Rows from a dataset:
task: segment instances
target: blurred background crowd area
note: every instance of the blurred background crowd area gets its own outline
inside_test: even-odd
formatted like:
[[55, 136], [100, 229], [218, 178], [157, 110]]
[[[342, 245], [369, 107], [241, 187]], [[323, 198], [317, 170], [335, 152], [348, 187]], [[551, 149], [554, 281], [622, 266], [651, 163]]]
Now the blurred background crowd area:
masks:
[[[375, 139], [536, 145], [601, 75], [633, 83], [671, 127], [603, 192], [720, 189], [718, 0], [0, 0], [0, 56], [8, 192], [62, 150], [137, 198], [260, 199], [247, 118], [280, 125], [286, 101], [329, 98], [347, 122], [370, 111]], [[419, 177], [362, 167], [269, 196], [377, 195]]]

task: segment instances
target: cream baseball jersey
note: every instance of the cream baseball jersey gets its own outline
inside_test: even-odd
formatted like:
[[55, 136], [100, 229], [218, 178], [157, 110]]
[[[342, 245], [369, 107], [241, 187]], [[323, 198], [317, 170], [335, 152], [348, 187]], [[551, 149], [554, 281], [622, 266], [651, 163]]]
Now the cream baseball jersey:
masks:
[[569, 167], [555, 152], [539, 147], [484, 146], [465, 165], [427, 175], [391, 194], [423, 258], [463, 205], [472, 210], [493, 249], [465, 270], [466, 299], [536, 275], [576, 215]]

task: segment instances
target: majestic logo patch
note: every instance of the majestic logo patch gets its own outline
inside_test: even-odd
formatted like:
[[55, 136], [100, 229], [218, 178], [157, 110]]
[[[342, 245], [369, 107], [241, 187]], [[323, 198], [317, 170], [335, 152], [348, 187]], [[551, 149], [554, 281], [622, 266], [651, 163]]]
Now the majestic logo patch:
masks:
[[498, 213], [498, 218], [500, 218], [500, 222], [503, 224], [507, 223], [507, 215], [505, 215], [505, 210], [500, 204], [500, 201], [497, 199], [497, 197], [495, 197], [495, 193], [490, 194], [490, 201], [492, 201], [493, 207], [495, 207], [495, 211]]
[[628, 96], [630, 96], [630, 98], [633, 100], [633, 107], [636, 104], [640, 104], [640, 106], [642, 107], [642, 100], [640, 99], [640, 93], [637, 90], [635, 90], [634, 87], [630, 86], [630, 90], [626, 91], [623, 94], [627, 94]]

WORK REQUIRED: Print every line of the data above without any changes.

TASK OUTPUT:
task: segment instances
target: blurred background crowd area
note: every instance of the blurred background crowd area gets its own outline
inside_test: even-odd
formatted like:
[[55, 136], [100, 229], [218, 178], [157, 110]]
[[[342, 245], [369, 107], [241, 187]], [[323, 198], [317, 170], [335, 152], [348, 187]], [[551, 149], [554, 281], [622, 266], [651, 163]]]
Now the blurred background crowd area:
masks:
[[[375, 139], [536, 145], [601, 75], [633, 83], [671, 127], [603, 192], [720, 189], [718, 0], [0, 0], [0, 56], [8, 192], [62, 150], [137, 198], [260, 199], [247, 118], [280, 125], [286, 101], [329, 98], [347, 122], [370, 111]], [[419, 177], [362, 167], [269, 196], [377, 195]]]

task: segment instances
target: cream baseball jersey
note: every instance of the cream baseball jersey gets its own outline
inside_test: even-odd
formatted like:
[[55, 136], [100, 229], [218, 178], [157, 110]]
[[[342, 245], [369, 107], [241, 187]], [[323, 198], [317, 170], [335, 152], [348, 187]], [[551, 149], [554, 281], [622, 266], [651, 163]]]
Now the cream baseball jersey:
masks:
[[569, 167], [555, 152], [539, 147], [484, 146], [465, 165], [427, 175], [391, 194], [423, 258], [463, 205], [472, 210], [493, 249], [465, 270], [466, 299], [536, 275], [576, 215]]

task: segment instances
target: majestic logo patch
note: every instance of the majestic logo patch gets its own outline
inside_test: even-odd
formatted like:
[[55, 136], [100, 229], [218, 178], [157, 110]]
[[[342, 245], [369, 107], [241, 187]], [[323, 198], [317, 170], [335, 152], [348, 187]], [[551, 149], [554, 281], [622, 266], [651, 163]]]
Now the majestic logo patch:
masks:
[[498, 213], [498, 218], [500, 218], [500, 222], [503, 224], [507, 223], [507, 215], [505, 215], [505, 210], [500, 204], [500, 201], [497, 199], [497, 197], [495, 197], [495, 193], [490, 194], [490, 201], [492, 201], [493, 207], [495, 207], [495, 211]]
[[628, 96], [630, 96], [630, 98], [633, 100], [633, 107], [636, 104], [640, 104], [640, 106], [642, 107], [642, 100], [640, 99], [640, 93], [637, 90], [635, 90], [634, 87], [630, 86], [630, 90], [626, 91], [623, 94], [627, 94]]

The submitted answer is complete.